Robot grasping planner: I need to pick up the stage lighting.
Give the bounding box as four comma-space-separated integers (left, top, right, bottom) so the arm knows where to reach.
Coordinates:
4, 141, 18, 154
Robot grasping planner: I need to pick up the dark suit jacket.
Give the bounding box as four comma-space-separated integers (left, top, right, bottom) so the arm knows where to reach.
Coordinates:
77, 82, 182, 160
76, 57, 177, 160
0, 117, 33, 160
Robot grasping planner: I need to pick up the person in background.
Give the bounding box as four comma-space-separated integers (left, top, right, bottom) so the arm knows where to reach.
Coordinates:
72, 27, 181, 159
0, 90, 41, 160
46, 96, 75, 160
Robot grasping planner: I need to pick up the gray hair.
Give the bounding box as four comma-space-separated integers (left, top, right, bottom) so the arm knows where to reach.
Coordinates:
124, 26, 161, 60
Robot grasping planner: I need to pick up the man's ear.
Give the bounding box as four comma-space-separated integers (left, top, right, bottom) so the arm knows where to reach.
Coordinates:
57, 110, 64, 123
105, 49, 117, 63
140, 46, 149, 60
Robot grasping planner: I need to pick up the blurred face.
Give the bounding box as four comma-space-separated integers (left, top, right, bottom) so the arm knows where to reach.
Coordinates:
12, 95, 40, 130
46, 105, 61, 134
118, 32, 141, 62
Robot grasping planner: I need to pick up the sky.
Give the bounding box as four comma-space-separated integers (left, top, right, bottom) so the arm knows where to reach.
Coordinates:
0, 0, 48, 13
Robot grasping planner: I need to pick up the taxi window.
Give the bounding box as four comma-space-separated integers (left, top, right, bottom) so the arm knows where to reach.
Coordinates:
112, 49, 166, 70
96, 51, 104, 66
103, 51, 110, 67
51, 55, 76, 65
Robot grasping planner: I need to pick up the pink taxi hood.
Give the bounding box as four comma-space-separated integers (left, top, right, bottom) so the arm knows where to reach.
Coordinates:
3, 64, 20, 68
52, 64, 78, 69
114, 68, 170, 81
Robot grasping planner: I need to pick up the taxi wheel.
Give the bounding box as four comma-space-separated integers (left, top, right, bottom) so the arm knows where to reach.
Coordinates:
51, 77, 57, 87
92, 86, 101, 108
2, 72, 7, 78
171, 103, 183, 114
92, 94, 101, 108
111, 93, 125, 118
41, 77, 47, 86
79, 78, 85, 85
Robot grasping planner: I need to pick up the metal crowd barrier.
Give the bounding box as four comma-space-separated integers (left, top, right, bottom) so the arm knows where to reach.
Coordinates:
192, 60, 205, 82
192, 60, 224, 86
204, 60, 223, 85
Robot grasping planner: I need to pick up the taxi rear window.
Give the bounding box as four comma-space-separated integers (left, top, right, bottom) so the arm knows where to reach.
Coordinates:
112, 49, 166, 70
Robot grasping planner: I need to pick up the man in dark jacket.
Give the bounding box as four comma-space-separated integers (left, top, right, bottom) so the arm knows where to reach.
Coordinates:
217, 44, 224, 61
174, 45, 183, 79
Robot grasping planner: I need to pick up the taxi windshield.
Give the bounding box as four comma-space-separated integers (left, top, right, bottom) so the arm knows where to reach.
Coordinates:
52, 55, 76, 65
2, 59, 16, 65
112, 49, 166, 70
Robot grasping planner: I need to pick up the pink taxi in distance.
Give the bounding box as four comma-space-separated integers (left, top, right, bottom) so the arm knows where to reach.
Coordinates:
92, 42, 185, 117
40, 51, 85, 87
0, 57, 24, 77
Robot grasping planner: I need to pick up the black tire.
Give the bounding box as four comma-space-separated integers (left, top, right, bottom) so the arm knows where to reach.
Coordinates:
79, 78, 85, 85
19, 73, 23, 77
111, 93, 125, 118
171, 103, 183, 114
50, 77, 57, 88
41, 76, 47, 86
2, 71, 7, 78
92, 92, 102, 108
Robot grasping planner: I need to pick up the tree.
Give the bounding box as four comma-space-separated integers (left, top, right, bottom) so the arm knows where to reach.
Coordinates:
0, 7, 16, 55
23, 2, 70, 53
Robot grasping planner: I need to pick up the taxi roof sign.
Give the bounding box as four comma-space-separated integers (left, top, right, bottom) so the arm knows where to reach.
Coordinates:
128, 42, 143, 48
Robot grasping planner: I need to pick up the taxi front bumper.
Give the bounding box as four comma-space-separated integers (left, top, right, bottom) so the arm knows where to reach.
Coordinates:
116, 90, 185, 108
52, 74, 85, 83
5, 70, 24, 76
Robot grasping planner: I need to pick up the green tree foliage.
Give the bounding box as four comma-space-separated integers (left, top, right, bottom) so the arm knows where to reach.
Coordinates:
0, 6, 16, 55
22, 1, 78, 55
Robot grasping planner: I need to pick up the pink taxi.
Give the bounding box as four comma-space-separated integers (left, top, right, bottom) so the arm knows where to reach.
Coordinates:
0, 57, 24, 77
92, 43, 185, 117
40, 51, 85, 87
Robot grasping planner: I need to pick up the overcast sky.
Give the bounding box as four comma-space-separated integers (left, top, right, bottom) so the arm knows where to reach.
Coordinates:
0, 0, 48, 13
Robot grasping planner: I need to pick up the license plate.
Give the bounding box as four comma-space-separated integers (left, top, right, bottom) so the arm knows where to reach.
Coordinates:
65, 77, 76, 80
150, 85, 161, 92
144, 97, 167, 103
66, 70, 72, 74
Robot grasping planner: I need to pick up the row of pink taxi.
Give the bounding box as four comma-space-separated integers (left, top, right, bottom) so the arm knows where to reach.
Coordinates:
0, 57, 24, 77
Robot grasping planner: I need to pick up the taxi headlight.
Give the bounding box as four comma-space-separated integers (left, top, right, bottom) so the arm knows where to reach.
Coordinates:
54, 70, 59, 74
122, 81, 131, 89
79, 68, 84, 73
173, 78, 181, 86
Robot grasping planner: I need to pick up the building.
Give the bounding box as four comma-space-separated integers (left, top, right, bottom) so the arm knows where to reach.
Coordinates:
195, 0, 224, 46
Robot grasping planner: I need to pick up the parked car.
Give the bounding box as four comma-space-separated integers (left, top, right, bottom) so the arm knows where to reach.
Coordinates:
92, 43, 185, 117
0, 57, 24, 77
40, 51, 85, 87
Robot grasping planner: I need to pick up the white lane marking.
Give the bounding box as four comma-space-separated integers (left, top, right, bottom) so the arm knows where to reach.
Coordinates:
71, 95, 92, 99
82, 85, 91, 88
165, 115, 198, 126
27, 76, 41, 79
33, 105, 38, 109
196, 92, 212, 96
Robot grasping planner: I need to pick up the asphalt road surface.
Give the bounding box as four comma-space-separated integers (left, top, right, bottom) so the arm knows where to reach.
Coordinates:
──────────────────────────────
Exercise description → Turn every line of the records above into a numbered list, leaving out any blank lines.

Output for this task →
1. Robot grasping planner: I need to pick up the stage lighting.
2. Give the bounding box as four comma-space-separated integers (left, top, right, bottom) so the arm knows where to reach.
3. Coordinates:
4. 4, 141, 18, 154
5. Robot grasping planner: I need to pick up the dark suit jacket.
6. Give the bounding box as four comma-space-separated integers (left, top, right, bottom) so the arm knows where to reach.
7. Coordinates:
8. 77, 82, 182, 160
9. 76, 57, 177, 160
10. 0, 117, 33, 160
11. Robot grasping planner: I need to pick up the person in background.
12. Give the bounding box as four comma-space-separated integers (left, top, right, bottom) so the arm knows where to reach.
13. Coordinates:
14. 72, 27, 181, 159
15. 0, 90, 41, 160
16. 46, 96, 75, 160
17. Robot grasping planner: I need to pick up the gray hair.
18. Give the bounding box as four comma-space-separated integers (left, top, right, bottom) so the arm knows where to reach.
19. Coordinates:
20. 124, 26, 161, 60
21. Robot grasping planner: I need to pick up the man's ear.
22. Give the bounding box as four comma-space-separated integers (left, top, right, bottom) so the arm knows where to reach.
23. Coordinates:
24. 57, 110, 64, 123
25. 105, 49, 117, 63
26. 140, 46, 149, 60
27. Robot grasping planner: I need to pick up the blurred face.
28. Give the bounding box as four comma-space-separated integers (left, top, right, bottom) so the arm knows where to reach.
29. Coordinates:
30. 12, 95, 40, 130
31. 46, 105, 61, 134
32. 118, 32, 141, 62
33. Robot grasping planner: I need to pick up the sky.
34. Give the bounding box as four comma-space-separated integers (left, top, right, bottom) so the arm knows where to reach.
35. Coordinates:
36. 0, 0, 48, 13
37. Robot grasping planner: I need to pick up the taxi window.
38. Give the bounding box as four comma-space-separated integers (left, top, right, bottom) so the arm knows where to reach.
39. Coordinates:
40. 112, 49, 166, 70
41. 96, 51, 104, 66
42. 103, 51, 110, 67
43. 51, 55, 76, 65
44. Robot grasping planner: I need to pick up the pink taxi hood.
45. Give the bounding box as four comma-space-separated integers (left, top, right, bottom) so the arm knows where to reach.
46. Coordinates:
47. 3, 64, 20, 68
48. 52, 64, 78, 69
49. 114, 68, 170, 81
50. Robot grasping planner: I need to pick up the taxi wheel.
51. Give the bounding box as four comma-space-separated integers (left, top, right, bottom) so the arm knows where to reach.
52. Coordinates:
53. 51, 77, 57, 87
54. 92, 86, 101, 108
55. 2, 72, 7, 78
56. 171, 103, 183, 114
57. 92, 94, 101, 108
58. 111, 93, 125, 118
59. 41, 77, 47, 86
60. 79, 78, 85, 85
61. Robot grasping planner: I need to pick up the metal crowd barrier.
62. Give the bounding box as four comma-space-separated integers (left, top, right, bottom) so the arm knows where to reach.
63. Coordinates:
64. 192, 60, 205, 82
65. 192, 60, 224, 86
66. 204, 60, 223, 85
67. Robot grasping planner: I need to pick up the taxi rear window.
68. Give the bounding box as four comma-space-separated integers (left, top, right, bottom) so the arm knows where to reach.
69. Coordinates:
70. 112, 49, 166, 70
71. Robot grasping planner: I need to pick up the man in dark jacket.
72. Give the bounding box as four comma-space-separated integers (left, top, right, bottom) so the arm knows where to reach.
73. Coordinates:
74. 217, 44, 224, 61
75. 174, 45, 183, 79
76. Robot grasping planner: I need to pick up the taxi windshield.
77. Give the bounding box as four comma-space-separated integers (left, top, right, bottom) so the arm knows where to reach.
78. Coordinates:
79. 52, 55, 76, 65
80. 2, 59, 16, 65
81. 112, 49, 166, 70
82. Robot grasping planner: I need to pick up the pink taxi in distance.
83. Give the bounding box as four comma-space-separated integers (left, top, right, bottom) so the arm knows where to reach.
84. Coordinates:
85. 92, 42, 185, 117
86. 40, 51, 85, 87
87. 0, 57, 24, 77
88. Robot grasping planner: I need to pick up the black tire.
89. Give the bounding box as four comma-space-separated integers (left, top, right, bottom) so the arm knows where to reach.
90. Coordinates:
91. 79, 78, 85, 85
92. 19, 73, 23, 77
93. 111, 93, 125, 118
94. 171, 103, 183, 114
95. 50, 77, 57, 88
96. 41, 76, 47, 86
97. 2, 71, 7, 78
98. 92, 92, 102, 108
99. Robot grasping planner: I need to pick up the tree.
100. Give the bounding box as four comma-space-separated integers (left, top, right, bottom) so the arm knows where to reach.
101. Coordinates:
102. 0, 7, 16, 55
103. 23, 2, 70, 53
104. Robot grasping planner: I need to pick up the taxi roof sign.
105. Give the bounding box as four comma-space-separated integers (left, top, right, bottom) so the arm knows where to reach.
106. Coordinates:
107. 128, 42, 143, 48
108. Robot grasping planner: I need to pick up the taxi front bumper.
109. Give the bounding box as four comma-space-separated integers (left, top, right, bottom) so the arm knows where to reach.
110. Coordinates:
111. 116, 90, 185, 108
112. 52, 74, 85, 83
113. 5, 70, 24, 76
114. Robot grasping planner: I need to pick up the green tree foliage.
115. Give the bounding box as four comma-space-separated integers (left, top, right, bottom) so the arm knows where to reach.
116. Coordinates:
117. 0, 6, 16, 55
118. 22, 1, 78, 55
119. Robot grasping planner: I need to pick up the pink taxi.
120. Give the bounding box as four comma-space-separated integers (left, top, right, bottom) so the arm knows where to reach.
121. Coordinates:
122. 0, 57, 24, 77
123. 92, 43, 185, 117
124. 40, 51, 85, 87
125. Robot grasping planner: I need to pick up the overcast sky.
126. Give the bounding box as four comma-space-separated integers (left, top, right, bottom) so the arm knows where to reach.
127. Coordinates:
128. 0, 0, 48, 13
129. Robot grasping planner: I need to pick up the license plate.
130. Give the bounding box as four comma-space-separated integers (left, top, right, bottom) so the arm knows where to reach.
131. Coordinates:
132. 65, 77, 76, 80
133. 150, 85, 161, 92
134. 144, 97, 167, 103
135. 66, 70, 72, 74
136. Robot grasping planner: I need to pick up the row of pink taxi.
137. Give the bounding box as four comma-space-separated integers (left, top, right, bottom) so the arm knows where to reach.
138. Coordinates:
139. 0, 57, 24, 77
140. Robot grasping planner: I need to pick up the taxi headlight.
141. Give the bounding box as four comma-space-separated integers (left, top, right, bottom) so the arm knows where to reach.
142. Coordinates:
143. 54, 70, 59, 74
144. 122, 81, 131, 89
145. 79, 68, 84, 73
146. 173, 78, 181, 86
147. Robot grasping planner: I need to pick up the building.
148. Give the bounding box as four comma-space-separated integers (left, top, right, bottom) so the arm knows where to reach.
149. Coordinates:
150. 195, 0, 224, 46
151. Robot grasping planner: I need to pick up the parked car.
152. Give the bounding box as four comma-space-separated integers (left, top, right, bottom) so the arm knows where to reach.
153. Coordinates:
154. 92, 43, 185, 117
155. 0, 57, 24, 77
156. 40, 51, 85, 87
157. Robot grasping planner: I need to pick up the white lane marking.
158. Give the bounding box as four comma-space-separated integers (left, top, right, bottom) so the arm knows where to reach.
159. Coordinates:
160. 71, 95, 92, 99
161. 82, 85, 91, 88
162. 165, 115, 198, 126
163. 27, 76, 41, 79
164. 33, 105, 38, 109
165. 196, 92, 212, 96
166. Robot grasping planner: I need to pick up the asphalt road surface.
167. Give the bounding box as four comma-space-separated integers (left, top, right, bottom) so the arm knows where to reach.
168. Coordinates:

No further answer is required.